Dari Laporan Global Witness: Jaringan Perusahaan Luar Negeri Adaro
mengungkapkan sejak 2009-2017 Adaro melalui salah satu anak
perusahaannya di Singapura, Coaltrade Services International, telah
mengatur sedemikian rupa sehingga mereka bisa membayar pajak US$ 125
juta dolar lebih rendah daripada yang seharusnya dibayarkan di Indonesia.
Dengan mengalihkan lebih banyak dana melalui tempat bebas pajak,
Adaro mungkin telah mengurangi tagihan pajak Indonesia dan uang yang
tersedia untuk pemerintah Indonesia untuk layanan-layanan publik penting
hampir USD 14 juta per tahun. (www.cnbcindonesia.com).
5
Kasus lainnya yang terjadi di perusahaan tambang terbesar di dunia
BHP Billiton, Dalam penyelidikan Senat di tahun 2015 BHP mengakui
bahwa diselidiki ATO karena diduga memindahkan keuntungan perusahaan
melalui kantor Singapura. Perusahaan ini mendapat tagihan pajak yang
mencakup periode 11 tahun antara 2003 hingga 2013 dengan total 661 juta
dolar (Rp 6,6 triliun lebih) sebagai pokok pajak. Ditambah dengan bunga
dan penalti, tagihan tersebut menjadi lebih dari 1 miliar dolar (Rp 10 triliun
lebih).
Sengketa ini timbul atas mark-up margin terhadap komoditas yang
dijual ke kantornya di Singapura. BHP dituduh sengaja melakukan hal ini ke
Singapura karena negara Singa itu memberlakukan insentif pajak hingga 0%
dari sebelumnya 17%. Kantor pemasaran BHP di Singapura menampung
hasil penjualan bijih besi dan batu bara yang dijual oleh BHP Australia,
selanjutnya komoditas tersebut dijual dengan mark-up tinggi ke Tiongkok dan
negara lainnya. (https://news.ddtc.co.id/)
Dengan fenomena di atas, banyak faktor yang mendasari keputusan
transfer pricing. Faktor tersebut dapat berasal dari lingkungan internal
maupun lingkungan eksternal bisnis, seperti pajak, tunneling incentive, dan
debt covenant maupun tax minimization.
Dengan melakukan transfer pricing, tax minimization dilakukan dengan
mengalihkan penghasilan dan biaya perusahaan yang mempunyai hubungan
istimewa kepada perusahaan di negara lain yang tarif pajaknya berbeda.
6
Rahayu (2010) menemukan bahwa modus transfer pricing dilakukan dengan
cara merekayasa pembebanan harga transaksi antar perusahaan yang
mempunyai hubungan istimewa. Dengan tujuan untuk meminimalkan beban
pajak terutang secara keseluruhan.
Penelitian sebelumnya yang dilakukan oleh Qiansyah (2016)

(Butir-butir dari sebuah kumpulan data)

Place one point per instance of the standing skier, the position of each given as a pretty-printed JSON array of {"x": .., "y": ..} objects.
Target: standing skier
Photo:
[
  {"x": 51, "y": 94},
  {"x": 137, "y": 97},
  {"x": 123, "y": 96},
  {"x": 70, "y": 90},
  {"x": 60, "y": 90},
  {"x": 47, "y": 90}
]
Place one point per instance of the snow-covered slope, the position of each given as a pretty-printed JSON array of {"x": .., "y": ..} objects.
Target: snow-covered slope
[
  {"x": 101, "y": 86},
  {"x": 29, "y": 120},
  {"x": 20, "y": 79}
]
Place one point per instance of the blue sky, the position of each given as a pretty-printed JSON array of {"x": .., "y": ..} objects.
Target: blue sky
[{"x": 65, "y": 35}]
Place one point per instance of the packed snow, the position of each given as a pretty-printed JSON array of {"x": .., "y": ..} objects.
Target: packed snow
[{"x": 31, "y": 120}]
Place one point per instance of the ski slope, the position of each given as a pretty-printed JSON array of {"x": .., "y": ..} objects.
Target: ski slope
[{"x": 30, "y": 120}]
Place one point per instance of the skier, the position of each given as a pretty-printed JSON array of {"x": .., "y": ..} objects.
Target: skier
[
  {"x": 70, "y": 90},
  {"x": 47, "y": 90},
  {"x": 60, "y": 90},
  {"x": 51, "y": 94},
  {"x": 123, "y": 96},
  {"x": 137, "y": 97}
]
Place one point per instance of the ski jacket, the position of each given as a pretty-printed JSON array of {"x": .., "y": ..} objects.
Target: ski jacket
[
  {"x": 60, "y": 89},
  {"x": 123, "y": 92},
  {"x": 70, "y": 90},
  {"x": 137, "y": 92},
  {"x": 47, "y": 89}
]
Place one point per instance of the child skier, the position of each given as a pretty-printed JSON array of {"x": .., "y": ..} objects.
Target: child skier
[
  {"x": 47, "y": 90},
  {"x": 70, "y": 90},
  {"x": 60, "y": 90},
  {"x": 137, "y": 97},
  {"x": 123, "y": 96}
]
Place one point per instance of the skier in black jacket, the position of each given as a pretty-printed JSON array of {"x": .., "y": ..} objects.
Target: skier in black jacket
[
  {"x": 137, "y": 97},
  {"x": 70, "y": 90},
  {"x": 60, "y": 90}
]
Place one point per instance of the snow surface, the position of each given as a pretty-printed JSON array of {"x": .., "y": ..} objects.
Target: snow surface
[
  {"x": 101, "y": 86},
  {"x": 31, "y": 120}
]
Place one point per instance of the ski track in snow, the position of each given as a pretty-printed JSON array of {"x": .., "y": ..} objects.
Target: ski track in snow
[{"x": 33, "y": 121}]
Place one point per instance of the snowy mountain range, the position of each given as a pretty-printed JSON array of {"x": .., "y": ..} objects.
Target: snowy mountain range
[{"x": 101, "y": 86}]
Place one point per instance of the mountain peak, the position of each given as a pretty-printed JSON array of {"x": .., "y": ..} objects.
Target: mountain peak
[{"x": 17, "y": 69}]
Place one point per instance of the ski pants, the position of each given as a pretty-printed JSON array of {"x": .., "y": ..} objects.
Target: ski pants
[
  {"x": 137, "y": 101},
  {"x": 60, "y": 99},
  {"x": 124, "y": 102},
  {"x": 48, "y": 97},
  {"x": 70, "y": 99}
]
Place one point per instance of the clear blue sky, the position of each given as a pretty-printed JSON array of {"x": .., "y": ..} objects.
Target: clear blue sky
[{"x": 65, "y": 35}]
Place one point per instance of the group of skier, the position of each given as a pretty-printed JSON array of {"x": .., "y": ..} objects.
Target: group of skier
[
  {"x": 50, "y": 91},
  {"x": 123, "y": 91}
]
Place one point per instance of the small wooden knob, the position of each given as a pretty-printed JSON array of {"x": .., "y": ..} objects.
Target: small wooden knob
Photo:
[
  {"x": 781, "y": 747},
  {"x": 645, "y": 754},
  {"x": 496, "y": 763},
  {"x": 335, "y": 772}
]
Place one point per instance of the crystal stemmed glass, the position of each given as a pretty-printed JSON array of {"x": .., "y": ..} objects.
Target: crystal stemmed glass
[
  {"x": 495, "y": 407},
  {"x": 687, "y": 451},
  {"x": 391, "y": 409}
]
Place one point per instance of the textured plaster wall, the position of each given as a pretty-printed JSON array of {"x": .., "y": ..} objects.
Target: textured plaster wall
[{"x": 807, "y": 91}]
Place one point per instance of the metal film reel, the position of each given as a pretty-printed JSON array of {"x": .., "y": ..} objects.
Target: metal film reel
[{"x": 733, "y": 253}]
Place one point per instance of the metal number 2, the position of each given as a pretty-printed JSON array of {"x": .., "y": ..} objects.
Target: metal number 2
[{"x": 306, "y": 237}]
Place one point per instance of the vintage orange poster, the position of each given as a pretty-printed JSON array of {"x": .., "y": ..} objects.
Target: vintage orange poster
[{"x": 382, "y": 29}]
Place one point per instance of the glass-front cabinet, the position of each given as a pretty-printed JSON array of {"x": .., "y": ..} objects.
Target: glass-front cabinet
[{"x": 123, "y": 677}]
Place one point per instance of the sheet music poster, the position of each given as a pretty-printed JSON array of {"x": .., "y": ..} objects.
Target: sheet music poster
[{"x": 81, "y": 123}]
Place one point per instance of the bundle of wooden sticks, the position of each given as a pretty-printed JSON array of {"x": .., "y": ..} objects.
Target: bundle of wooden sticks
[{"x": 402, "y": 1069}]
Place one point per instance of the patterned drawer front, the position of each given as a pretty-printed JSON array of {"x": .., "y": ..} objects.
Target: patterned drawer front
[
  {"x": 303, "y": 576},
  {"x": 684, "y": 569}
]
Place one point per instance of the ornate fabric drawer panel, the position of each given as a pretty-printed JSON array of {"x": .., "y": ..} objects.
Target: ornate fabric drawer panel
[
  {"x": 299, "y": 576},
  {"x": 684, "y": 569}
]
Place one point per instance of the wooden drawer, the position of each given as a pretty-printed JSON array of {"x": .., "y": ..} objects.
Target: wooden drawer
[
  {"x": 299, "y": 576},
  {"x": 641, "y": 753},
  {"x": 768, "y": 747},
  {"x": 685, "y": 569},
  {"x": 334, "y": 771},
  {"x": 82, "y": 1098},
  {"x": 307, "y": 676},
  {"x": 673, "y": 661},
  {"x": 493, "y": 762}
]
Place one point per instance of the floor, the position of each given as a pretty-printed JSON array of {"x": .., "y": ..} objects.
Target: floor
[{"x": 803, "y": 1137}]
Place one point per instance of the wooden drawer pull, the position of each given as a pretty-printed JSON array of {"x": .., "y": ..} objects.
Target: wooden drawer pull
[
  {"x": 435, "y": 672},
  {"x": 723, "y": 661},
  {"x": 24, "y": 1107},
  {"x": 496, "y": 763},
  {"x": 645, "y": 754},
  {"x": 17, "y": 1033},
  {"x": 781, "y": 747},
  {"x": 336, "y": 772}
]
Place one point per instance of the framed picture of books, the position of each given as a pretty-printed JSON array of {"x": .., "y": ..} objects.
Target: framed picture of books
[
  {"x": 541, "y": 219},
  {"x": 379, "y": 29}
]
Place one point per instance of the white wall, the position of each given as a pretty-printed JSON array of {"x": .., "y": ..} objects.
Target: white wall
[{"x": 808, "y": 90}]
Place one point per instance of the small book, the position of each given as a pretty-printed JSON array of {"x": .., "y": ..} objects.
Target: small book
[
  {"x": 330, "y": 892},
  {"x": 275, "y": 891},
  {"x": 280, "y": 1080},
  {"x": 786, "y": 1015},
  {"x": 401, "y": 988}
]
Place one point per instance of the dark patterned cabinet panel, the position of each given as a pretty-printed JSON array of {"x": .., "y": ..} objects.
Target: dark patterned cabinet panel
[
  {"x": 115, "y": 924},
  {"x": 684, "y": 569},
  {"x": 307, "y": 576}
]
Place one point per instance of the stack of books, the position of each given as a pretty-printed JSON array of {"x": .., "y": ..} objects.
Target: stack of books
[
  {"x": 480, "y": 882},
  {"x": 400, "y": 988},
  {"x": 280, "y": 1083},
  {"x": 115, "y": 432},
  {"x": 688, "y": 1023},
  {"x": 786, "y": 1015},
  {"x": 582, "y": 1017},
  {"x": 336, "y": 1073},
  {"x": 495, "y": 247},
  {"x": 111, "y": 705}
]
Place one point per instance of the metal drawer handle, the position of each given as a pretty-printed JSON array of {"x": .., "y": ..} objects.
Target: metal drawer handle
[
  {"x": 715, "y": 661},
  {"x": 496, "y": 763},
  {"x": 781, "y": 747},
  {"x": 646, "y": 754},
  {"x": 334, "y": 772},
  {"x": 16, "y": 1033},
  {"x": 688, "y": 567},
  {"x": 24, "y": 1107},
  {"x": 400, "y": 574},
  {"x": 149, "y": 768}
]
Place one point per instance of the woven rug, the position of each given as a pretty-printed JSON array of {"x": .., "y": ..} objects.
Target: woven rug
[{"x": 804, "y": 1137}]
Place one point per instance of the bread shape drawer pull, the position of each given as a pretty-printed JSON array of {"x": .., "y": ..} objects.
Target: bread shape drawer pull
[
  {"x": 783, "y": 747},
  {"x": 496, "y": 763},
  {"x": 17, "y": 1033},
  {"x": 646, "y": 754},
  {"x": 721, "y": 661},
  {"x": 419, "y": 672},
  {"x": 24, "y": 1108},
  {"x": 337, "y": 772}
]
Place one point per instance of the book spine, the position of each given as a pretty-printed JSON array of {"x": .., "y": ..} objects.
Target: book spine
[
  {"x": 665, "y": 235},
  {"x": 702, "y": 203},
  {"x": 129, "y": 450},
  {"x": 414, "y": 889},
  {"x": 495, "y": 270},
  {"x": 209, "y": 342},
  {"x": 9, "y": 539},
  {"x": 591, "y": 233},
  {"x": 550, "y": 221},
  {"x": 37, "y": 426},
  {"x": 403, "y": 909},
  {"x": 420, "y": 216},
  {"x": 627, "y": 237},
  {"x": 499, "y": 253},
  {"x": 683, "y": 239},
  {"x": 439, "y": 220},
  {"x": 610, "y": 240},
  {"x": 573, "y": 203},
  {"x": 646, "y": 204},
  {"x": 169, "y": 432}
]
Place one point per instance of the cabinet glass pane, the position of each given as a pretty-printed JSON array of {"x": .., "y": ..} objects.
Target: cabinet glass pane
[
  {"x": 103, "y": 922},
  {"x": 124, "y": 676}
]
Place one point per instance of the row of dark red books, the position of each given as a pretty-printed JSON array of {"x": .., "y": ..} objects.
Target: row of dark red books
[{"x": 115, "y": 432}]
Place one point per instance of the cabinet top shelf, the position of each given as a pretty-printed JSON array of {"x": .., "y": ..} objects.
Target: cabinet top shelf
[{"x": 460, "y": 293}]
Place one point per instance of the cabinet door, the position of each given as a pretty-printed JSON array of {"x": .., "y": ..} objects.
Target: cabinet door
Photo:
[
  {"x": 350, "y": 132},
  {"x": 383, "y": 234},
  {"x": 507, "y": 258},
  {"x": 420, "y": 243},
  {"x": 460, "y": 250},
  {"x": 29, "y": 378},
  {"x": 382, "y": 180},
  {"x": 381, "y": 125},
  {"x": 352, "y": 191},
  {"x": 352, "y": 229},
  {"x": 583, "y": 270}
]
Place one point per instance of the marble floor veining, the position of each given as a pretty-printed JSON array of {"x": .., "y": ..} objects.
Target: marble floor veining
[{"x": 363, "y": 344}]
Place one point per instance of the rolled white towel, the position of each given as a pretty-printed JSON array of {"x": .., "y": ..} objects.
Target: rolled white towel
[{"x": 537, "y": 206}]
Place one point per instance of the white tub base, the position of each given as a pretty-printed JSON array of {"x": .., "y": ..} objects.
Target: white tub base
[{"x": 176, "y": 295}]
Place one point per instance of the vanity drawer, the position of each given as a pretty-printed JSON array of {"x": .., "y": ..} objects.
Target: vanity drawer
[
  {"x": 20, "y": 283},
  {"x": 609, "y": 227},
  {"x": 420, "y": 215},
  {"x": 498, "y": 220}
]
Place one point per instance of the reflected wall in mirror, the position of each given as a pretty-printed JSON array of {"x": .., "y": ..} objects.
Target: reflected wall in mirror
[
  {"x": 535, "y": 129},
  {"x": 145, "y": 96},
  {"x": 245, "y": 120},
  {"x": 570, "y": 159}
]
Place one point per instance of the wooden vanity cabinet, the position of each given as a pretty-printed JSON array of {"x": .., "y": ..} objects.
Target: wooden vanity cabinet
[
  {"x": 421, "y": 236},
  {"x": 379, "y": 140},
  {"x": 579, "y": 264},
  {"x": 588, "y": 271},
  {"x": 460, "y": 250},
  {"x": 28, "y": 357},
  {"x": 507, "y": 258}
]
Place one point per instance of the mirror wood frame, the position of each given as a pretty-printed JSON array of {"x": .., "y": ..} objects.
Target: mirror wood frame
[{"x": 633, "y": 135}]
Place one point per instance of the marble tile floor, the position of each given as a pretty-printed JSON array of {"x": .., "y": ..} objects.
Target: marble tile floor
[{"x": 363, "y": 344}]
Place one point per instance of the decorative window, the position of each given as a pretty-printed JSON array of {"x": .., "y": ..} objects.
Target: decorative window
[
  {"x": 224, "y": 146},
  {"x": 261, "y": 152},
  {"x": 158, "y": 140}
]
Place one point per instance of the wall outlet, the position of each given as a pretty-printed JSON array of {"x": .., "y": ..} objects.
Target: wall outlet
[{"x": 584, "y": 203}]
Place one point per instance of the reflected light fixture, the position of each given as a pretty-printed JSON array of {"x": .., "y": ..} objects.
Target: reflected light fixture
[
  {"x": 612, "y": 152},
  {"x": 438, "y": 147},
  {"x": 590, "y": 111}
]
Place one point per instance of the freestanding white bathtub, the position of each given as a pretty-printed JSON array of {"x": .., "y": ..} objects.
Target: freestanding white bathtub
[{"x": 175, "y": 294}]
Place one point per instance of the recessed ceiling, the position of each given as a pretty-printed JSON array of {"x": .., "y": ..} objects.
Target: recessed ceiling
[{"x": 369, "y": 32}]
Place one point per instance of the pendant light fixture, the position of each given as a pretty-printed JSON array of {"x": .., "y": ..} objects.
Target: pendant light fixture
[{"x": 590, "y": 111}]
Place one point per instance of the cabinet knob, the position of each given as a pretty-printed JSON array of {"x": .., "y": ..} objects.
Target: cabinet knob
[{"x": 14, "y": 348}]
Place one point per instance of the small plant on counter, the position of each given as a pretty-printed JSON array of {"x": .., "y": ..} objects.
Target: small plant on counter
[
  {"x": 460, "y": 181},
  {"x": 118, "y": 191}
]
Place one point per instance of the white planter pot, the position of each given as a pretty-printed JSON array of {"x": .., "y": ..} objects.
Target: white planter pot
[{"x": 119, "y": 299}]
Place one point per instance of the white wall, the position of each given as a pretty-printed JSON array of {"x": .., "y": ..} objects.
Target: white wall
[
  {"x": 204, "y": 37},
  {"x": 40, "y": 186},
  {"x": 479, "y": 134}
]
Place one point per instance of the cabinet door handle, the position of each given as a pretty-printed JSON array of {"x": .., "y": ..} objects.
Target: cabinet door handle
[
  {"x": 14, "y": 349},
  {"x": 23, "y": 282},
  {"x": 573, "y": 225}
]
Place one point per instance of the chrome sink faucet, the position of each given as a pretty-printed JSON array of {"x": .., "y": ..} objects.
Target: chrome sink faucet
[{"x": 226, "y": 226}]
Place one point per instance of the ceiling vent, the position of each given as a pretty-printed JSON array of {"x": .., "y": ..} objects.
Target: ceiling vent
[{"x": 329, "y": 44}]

Daftar Tugas
**A)** Tuliskan kembali secara persis bagian teks tentang transfer pricing yang dibuka dengan kata-kata yang memuat "Sengketa ini timbul" dan ditutup dengan "maupun tax minimization.".
**B)** Lanjutkan teks tentang transfer pricing mulai dari titik teks itu terhenti.
Materi tersebut tidak memiliki kaitan dengan teks tentang transfer pricing.

Kunci Jawaban
**A)**
Sengketa ini timbul atas mark-up margin terhadap komoditas yang
dijual ke kantornya di Singapura. BHP dituduh sengaja melakukan hal ini ke
Singapura karena negara Singa itu memberlakukan insentif pajak hingga 0%
dari sebelumnya 17%. Kantor pemasaran BHP di Singapura menampung
hasil penjualan bijih besi dan batu bara yang dijual oleh BHP Australia,
selanjutnya komoditas tersebut dijual dengan mark-up tinggi ke Tiongkok dan
negara lainnya. (https://news.ddtc.co.id/)
Dengan fenomena di atas, banyak faktor yang mendasari keputusan
transfer pricing. Faktor tersebut dapat berasal dari lingkungan internal
maupun lingkungan eksternal bisnis, seperti pajak, tunneling incentive, dan
debt covenant maupun tax minimization.

**B)**
menyatakan bahwa tax minimization menunjukkan pengaruh yang tidak
signifikan terhadap keputusan transfer pricing. Karena perusahaan dengan
tarif pajak efektif yang tinggi akan mendapatkan reaksi positif dari pasar
dimana pasar akan menilai perusahaan tersebut aktif dalam memenuhi
kewajiban perpajakannya. Sehingga perusahaan tersebut memilih untuk tidak
melakukan transfer pricing.
Peneliti Anggraini (2019) yang meneliti di perusahaan sektor otomotif
dan komponen yang listing di BEI juga menyatakan bahwa tax minimization
berpengaruh negatif dan signifikan terhadap keputusan transfer pricing. Hasil
penelitian ini menjelaskan bahwa yang melakukan tax minimization akan
mempengaruhi dan mengurangi manajemen dalam melakukan transfer
pricing.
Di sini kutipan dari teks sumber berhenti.